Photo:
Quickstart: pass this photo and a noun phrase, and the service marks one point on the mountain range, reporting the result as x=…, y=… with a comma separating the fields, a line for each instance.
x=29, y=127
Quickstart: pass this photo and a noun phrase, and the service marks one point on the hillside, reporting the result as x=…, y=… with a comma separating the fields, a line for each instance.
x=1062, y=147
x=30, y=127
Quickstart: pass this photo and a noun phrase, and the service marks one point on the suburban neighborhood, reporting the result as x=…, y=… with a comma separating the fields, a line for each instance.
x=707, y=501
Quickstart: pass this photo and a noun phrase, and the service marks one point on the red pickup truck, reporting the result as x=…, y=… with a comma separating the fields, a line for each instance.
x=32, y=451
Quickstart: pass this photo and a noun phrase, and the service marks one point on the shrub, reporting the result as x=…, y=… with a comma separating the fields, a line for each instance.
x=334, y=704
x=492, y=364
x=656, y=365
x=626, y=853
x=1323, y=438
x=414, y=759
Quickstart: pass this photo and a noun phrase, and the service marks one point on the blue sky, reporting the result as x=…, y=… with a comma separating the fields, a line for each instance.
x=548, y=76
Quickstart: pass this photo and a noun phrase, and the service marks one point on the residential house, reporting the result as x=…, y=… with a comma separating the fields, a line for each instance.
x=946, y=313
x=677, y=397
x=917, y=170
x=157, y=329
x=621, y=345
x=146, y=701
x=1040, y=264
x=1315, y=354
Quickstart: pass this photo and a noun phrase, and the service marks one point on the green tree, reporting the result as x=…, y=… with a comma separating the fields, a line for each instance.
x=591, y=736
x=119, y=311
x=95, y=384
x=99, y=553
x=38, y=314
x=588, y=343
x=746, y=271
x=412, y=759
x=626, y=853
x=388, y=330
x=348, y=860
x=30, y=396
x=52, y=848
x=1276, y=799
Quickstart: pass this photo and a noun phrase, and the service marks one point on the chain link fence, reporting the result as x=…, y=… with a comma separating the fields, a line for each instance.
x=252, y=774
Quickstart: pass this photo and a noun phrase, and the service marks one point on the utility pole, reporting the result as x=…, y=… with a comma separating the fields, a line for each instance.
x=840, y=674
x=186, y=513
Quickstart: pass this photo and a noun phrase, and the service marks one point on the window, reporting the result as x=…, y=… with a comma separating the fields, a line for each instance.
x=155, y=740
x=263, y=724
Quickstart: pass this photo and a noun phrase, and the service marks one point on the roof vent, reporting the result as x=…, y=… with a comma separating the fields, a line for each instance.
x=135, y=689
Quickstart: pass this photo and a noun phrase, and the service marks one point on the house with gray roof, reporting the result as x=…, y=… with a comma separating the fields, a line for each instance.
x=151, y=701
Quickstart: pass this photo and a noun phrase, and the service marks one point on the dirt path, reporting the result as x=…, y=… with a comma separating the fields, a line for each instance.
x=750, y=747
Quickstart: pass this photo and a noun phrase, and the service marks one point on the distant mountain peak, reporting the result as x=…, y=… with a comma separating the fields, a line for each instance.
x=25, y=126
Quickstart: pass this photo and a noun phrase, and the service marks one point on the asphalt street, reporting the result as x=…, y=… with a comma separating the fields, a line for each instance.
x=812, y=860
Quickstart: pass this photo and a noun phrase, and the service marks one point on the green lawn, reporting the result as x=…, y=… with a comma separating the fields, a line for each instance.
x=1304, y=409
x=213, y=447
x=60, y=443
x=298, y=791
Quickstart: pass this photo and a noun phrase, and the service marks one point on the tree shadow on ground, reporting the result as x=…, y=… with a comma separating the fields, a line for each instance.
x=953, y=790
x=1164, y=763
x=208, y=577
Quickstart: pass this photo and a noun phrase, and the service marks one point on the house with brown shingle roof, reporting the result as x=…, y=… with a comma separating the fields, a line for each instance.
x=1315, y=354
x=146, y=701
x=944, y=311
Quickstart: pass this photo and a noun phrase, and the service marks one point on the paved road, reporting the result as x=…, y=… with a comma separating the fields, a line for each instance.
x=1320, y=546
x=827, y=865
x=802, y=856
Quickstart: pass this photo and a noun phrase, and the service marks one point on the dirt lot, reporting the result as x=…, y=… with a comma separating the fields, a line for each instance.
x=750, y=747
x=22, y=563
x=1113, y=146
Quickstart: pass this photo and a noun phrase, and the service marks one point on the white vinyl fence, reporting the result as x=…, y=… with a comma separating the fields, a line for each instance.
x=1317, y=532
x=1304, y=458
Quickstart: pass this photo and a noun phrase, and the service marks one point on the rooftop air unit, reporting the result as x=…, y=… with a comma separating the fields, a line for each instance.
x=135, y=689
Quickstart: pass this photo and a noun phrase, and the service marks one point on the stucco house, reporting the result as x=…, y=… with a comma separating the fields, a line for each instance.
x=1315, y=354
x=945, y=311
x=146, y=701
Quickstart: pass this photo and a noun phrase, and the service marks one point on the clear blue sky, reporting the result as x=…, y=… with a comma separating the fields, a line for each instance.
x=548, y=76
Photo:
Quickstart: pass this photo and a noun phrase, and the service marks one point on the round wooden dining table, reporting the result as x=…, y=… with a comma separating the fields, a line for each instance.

■ ■ ■ ■

What the task asks >>
The records above are to be duplicated word for word.

Result for this task >>
Photo:
Quickstart: pass this photo and a noun phrase, and the service marks one point on the mountain range, reporting the result as x=…, y=… with a comma separating the fields, a line for each instance.
x=29, y=127
Quickstart: pass this photo and a noun phrase, and the service marks one point on the hillside, reporting the result as x=…, y=… with a comma separating the fields, a line for each instance.
x=1062, y=147
x=30, y=127
Quickstart: pass this photo and a noun phrase, and the service marks one point on the suburban neighborhood, reporting the result as x=…, y=… with a comma separating the fields, a line for each instance.
x=707, y=501
Quickstart: pass this photo and a noun phrase, and the service marks one point on the red pickup truck, reporting the result as x=…, y=… with a comma separating the fields, a line for each instance.
x=32, y=451
Quickstart: pass this photo and a noun phrase, and the service marks one point on the shrub, reporting the result as x=…, y=… with a comma separating the fields, a line for each instance.
x=334, y=704
x=492, y=364
x=656, y=365
x=626, y=853
x=1323, y=438
x=414, y=759
Quickstart: pass this photo and a noun phrase, and the service marks one point on the blue sky, reporting the result as x=…, y=… with a comma separating the fields, a line for each instance.
x=548, y=76
Quickstart: pass this photo and a noun phrase, and the service marks one point on the residential house, reporting the result as x=…, y=… with a comma separating the fields, a line for each instance.
x=946, y=313
x=677, y=397
x=917, y=170
x=157, y=329
x=621, y=345
x=146, y=701
x=1040, y=264
x=1315, y=354
Quickstart: pass this photo and a noun phrase, and the service marks one point on the green tree, reporting the result as x=…, y=… with a comma separating the fields, a line for each instance.
x=591, y=736
x=119, y=311
x=95, y=384
x=99, y=553
x=38, y=314
x=588, y=343
x=746, y=271
x=412, y=759
x=626, y=853
x=388, y=330
x=348, y=860
x=30, y=396
x=52, y=848
x=1276, y=799
Quickstart: pass this photo and a noun phrase, and the service marks one point on the chain link fence, reporting the result as x=…, y=… with a comma separating the fields, a line for each instance.
x=252, y=774
Quickstart: pass this photo and a noun phrase, and the service marks one point on the utility pole, reporting the result as x=…, y=… with a comma separating the fields, a line for each instance.
x=840, y=674
x=186, y=513
Quickstart: pass this photo and a noun phrase, and the service marks one point on the window, reporting the result as x=…, y=… with a comma separating the fields, a line for each instance.
x=155, y=740
x=263, y=724
Quickstart: pass this photo and a noun phrase, and the service marks one point on the roof vent, reporting the result as x=…, y=… with a comma separating the fields, a line for each instance.
x=135, y=689
Quickstart: pass this photo and a noun phrase, and the service marks one point on the house with gray roof, reporting the result as x=…, y=… with a comma separating the fields, a line for each instance.
x=151, y=701
Quickstart: pass this photo and a noun phrase, and the service marks one point on the dirt path, reporting the result as x=…, y=… with a comma separating the fields, a line for each instance.
x=750, y=747
Quickstart: pass this photo and a noun phrase, and the service marks one point on the distant mountain peak, reporting the result as x=…, y=… with a comma separating the fields, a line for each instance.
x=25, y=126
Quickstart: pass this photo and a noun phrase, and the service marks one point on the asphalt street, reporting the result as x=…, y=… with a comma separating the fields, a line for each instance.
x=812, y=860
Quickstart: pass this photo and a noun phrase, and the service marks one point on the green lawn, reporting the result as x=…, y=… with a comma separating the fields, a line for each instance.
x=1304, y=409
x=213, y=447
x=60, y=443
x=298, y=791
Quickstart: pass this photo and a noun phrase, and the service marks one point on the tree shadow on ground, reporting the result as x=…, y=… with a comma separating the fields, a line for each instance.
x=953, y=790
x=1164, y=763
x=208, y=577
Quickstart: pass this photo and a noun phrase, and the service marks one point on the house with brown shingle roof, reporting the result as x=…, y=… with a comma separating the fields, a line for each instance.
x=1315, y=354
x=146, y=701
x=944, y=311
Quickstart: pass this photo and a noun phrase, and the service marks one point on the paved road, reporting the result as x=…, y=… with a comma separating the fields, a line for each instance.
x=1320, y=546
x=827, y=865
x=802, y=856
Quickstart: pass this photo and a noun phrase, and the service marks one point on the dirt lot, reporting the result as x=…, y=… with a comma separating the fields, a line for each instance.
x=750, y=747
x=22, y=563
x=1113, y=146
Quickstart: pass this photo and a noun phrase, and the service marks one point on the white vinyl fence, reporting the result as x=…, y=… with a comma separating the fields, a line for each instance.
x=1317, y=532
x=1304, y=458
Quickstart: pass this photo and a noun phrase, and the service marks one point on the rooftop air unit, reporting the result as x=…, y=… with a comma separating the fields, a line for each instance.
x=135, y=689
Quickstart: pass this photo and a noun phrase, and the service marks one point on the stucco house, reporting the result as x=…, y=… with a comma separating the fields, a line for each instance.
x=1315, y=354
x=945, y=311
x=146, y=701
Quickstart: pass this photo and a noun phrase, and the service marks one point on the clear blue sky, reporting the result as x=…, y=… with a comma separating the fields, a line for each instance.
x=548, y=76
Photo:
Quickstart: pass this photo and a noun phrase, and the service marks one point on the round wooden dining table, reporting the result as x=…, y=… with a comma separating the fields, a line for each instance.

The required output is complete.